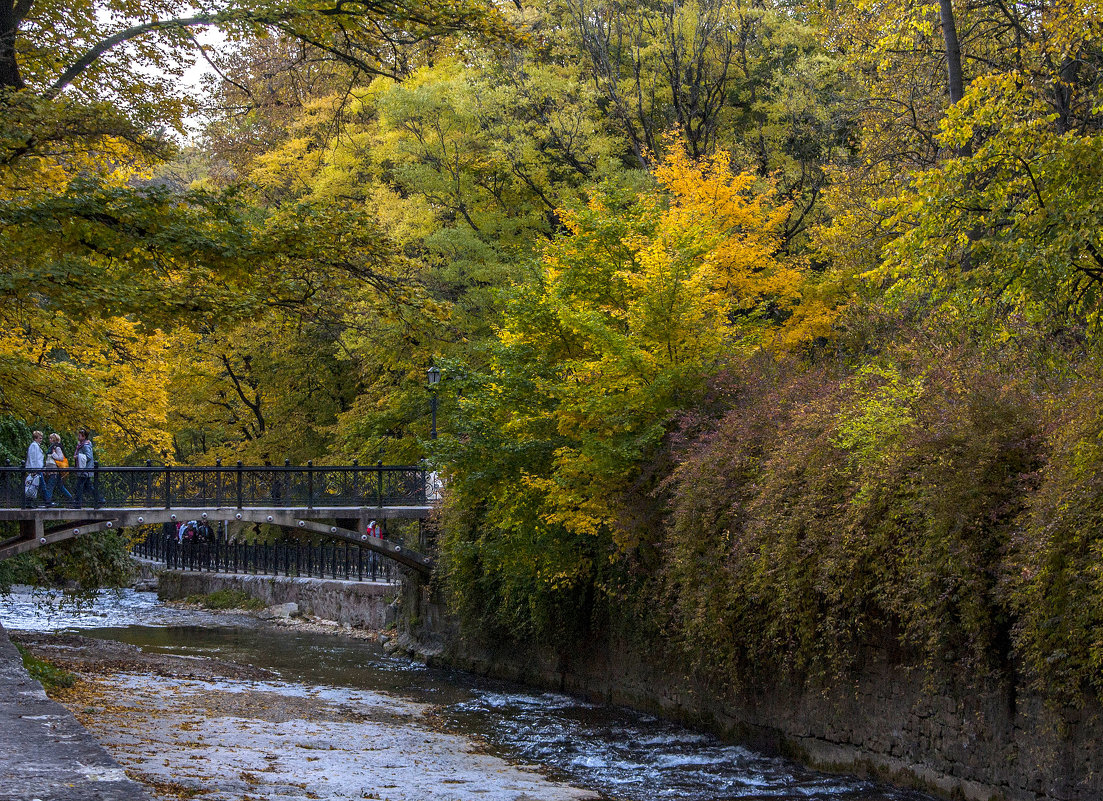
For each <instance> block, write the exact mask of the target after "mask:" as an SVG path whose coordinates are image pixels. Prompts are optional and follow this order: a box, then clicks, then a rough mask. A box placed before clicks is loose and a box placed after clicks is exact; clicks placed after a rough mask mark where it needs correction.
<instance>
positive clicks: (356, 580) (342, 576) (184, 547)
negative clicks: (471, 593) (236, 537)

---*---

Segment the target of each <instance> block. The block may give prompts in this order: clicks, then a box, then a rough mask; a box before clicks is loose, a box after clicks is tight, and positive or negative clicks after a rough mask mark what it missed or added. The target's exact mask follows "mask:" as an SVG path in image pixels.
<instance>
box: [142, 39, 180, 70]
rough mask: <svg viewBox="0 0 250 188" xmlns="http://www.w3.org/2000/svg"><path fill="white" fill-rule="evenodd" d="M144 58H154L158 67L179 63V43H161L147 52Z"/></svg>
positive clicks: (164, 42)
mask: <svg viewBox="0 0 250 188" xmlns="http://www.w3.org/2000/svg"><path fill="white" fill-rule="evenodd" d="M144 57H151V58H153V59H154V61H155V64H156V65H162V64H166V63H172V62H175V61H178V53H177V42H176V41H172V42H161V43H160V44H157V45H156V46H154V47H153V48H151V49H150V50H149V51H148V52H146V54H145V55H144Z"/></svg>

---*---

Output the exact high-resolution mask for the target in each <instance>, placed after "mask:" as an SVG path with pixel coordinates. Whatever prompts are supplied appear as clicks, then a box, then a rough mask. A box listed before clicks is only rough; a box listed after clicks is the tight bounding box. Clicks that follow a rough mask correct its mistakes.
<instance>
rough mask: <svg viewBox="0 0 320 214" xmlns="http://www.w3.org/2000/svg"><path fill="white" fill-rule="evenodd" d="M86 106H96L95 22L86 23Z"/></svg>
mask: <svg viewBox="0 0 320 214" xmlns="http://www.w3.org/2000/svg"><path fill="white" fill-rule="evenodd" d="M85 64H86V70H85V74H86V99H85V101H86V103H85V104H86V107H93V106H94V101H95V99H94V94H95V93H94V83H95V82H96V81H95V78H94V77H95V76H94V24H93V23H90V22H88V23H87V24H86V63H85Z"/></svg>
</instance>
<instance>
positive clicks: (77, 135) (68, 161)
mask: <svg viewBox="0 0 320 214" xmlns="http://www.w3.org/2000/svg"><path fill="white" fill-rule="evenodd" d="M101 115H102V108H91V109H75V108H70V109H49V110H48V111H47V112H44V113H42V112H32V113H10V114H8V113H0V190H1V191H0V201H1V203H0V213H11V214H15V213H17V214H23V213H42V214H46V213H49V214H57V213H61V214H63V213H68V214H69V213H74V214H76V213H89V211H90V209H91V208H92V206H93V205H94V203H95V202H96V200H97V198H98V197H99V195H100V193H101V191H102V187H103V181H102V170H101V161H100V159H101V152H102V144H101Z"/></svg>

---*---

◆ WORK TO COMPLETE:
From the entries above, write out only the lines starting at the line that holds "For each <instance>" and ending at the line that holds "negative clicks: (471, 593) (236, 537)", keeping both and matching them exactly.

◆ RESPONSE FOR THIS EXERCISE:
For each <instance> block, write the exact mask of the target after "mask:" as an SVG path whose coordinates are image pixels. Prompts are optional and follow this order: a box, then clicks, then a rough mask. A box placed before clicks is loose and a box placed after clicks is exact; clicks placed after a rough mask mark where it needs correction.
<instance>
positive clicks: (356, 580) (342, 576) (184, 547)
negative clicks: (471, 593) (236, 537)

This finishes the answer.